═══ Material for this exercise

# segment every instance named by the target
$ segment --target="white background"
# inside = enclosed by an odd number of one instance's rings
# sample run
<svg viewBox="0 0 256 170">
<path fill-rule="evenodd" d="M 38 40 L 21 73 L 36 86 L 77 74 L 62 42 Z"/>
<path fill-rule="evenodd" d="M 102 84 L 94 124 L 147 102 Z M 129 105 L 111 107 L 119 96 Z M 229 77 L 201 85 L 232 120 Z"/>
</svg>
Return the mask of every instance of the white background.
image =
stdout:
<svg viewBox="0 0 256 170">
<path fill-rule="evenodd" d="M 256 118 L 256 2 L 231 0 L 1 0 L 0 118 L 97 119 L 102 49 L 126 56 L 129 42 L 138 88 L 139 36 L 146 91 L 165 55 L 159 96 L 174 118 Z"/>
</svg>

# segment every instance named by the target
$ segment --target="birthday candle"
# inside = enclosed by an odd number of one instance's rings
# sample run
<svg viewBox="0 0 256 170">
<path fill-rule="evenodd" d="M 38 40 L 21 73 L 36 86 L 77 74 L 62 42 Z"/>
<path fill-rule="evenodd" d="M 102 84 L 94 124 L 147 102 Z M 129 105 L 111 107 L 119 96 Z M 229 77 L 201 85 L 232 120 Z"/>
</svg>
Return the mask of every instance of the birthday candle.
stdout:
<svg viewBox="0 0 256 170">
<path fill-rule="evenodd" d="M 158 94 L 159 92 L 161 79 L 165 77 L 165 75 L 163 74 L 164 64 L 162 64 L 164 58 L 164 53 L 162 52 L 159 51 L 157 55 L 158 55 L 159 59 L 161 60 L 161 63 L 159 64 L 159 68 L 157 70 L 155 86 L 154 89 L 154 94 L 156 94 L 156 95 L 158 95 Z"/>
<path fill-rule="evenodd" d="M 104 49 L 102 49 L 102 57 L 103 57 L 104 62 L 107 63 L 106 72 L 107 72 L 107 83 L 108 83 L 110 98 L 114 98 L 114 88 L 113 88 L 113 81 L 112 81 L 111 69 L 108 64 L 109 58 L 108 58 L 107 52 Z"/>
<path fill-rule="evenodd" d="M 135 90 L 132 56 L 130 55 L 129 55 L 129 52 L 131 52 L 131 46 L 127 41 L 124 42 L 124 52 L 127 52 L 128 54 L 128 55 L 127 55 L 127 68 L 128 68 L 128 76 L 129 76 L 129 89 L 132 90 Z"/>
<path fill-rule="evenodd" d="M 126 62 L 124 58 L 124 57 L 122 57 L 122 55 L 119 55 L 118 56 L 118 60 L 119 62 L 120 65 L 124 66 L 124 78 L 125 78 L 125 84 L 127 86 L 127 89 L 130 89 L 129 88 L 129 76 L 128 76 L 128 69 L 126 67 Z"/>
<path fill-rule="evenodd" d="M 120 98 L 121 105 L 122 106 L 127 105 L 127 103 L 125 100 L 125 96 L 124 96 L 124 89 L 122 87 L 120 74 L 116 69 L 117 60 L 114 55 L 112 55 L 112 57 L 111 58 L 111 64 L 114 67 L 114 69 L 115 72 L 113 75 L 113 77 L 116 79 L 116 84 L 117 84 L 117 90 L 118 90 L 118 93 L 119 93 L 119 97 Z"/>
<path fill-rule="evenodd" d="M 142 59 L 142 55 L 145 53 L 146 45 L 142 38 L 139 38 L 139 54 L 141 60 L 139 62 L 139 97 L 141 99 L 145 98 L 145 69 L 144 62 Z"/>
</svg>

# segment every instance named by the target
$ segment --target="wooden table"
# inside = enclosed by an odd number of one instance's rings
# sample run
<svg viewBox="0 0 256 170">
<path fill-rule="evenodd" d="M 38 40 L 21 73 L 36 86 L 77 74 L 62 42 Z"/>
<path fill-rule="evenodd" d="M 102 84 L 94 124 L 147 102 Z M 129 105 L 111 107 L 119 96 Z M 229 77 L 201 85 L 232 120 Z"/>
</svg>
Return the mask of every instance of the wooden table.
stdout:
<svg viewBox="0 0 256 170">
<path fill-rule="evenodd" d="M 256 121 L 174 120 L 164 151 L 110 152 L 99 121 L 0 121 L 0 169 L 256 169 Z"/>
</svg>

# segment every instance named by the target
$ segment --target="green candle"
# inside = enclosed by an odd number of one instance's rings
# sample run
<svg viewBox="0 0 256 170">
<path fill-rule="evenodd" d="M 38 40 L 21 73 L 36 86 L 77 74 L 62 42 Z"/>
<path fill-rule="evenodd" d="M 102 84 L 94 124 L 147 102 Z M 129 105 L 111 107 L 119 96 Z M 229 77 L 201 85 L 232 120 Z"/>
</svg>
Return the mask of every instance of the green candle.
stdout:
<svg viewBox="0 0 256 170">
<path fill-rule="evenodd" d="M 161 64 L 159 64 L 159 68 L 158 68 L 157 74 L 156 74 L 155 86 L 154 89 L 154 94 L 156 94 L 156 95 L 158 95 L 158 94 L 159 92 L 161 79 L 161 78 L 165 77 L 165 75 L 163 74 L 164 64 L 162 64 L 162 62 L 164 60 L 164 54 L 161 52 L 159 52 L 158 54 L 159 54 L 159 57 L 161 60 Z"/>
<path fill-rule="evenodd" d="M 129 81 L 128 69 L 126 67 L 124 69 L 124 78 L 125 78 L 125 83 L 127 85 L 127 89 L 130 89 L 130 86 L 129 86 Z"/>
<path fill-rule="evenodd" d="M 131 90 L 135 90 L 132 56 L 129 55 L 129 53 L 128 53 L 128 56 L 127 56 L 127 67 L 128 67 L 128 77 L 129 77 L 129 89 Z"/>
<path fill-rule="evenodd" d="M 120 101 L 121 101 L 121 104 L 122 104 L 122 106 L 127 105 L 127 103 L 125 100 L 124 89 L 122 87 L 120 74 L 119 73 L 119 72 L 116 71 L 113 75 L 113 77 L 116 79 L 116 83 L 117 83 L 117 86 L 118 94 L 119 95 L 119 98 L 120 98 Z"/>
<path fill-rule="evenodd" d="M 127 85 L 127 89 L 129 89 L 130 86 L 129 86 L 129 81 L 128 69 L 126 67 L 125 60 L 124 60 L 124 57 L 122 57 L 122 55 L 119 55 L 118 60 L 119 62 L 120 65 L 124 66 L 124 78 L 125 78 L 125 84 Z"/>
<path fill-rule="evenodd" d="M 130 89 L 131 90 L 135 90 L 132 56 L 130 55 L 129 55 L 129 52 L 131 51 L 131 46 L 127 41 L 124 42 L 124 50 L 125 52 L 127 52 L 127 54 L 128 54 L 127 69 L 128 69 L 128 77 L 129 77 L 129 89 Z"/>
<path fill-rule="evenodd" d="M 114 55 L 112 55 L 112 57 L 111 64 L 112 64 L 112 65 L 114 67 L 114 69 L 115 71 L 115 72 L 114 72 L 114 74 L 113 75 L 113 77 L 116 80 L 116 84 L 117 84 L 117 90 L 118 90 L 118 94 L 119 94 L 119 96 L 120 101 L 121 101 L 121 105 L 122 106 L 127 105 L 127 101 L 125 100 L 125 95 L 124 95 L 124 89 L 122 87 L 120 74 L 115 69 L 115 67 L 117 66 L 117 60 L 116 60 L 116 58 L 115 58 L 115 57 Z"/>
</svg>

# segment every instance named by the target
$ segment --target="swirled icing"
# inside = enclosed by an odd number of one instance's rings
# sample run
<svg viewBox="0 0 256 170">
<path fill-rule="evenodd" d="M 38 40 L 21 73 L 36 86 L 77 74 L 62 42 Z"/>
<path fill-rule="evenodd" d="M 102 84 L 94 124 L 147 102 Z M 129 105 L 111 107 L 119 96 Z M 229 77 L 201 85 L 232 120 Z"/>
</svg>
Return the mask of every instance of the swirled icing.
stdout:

══════

__Instructions to follow__:
Please collect every line of the rows above that contains the word "white", matching case exactly.

__Response to this task__:
$ segment --target="white background"
Return the mask of every instance of the white background.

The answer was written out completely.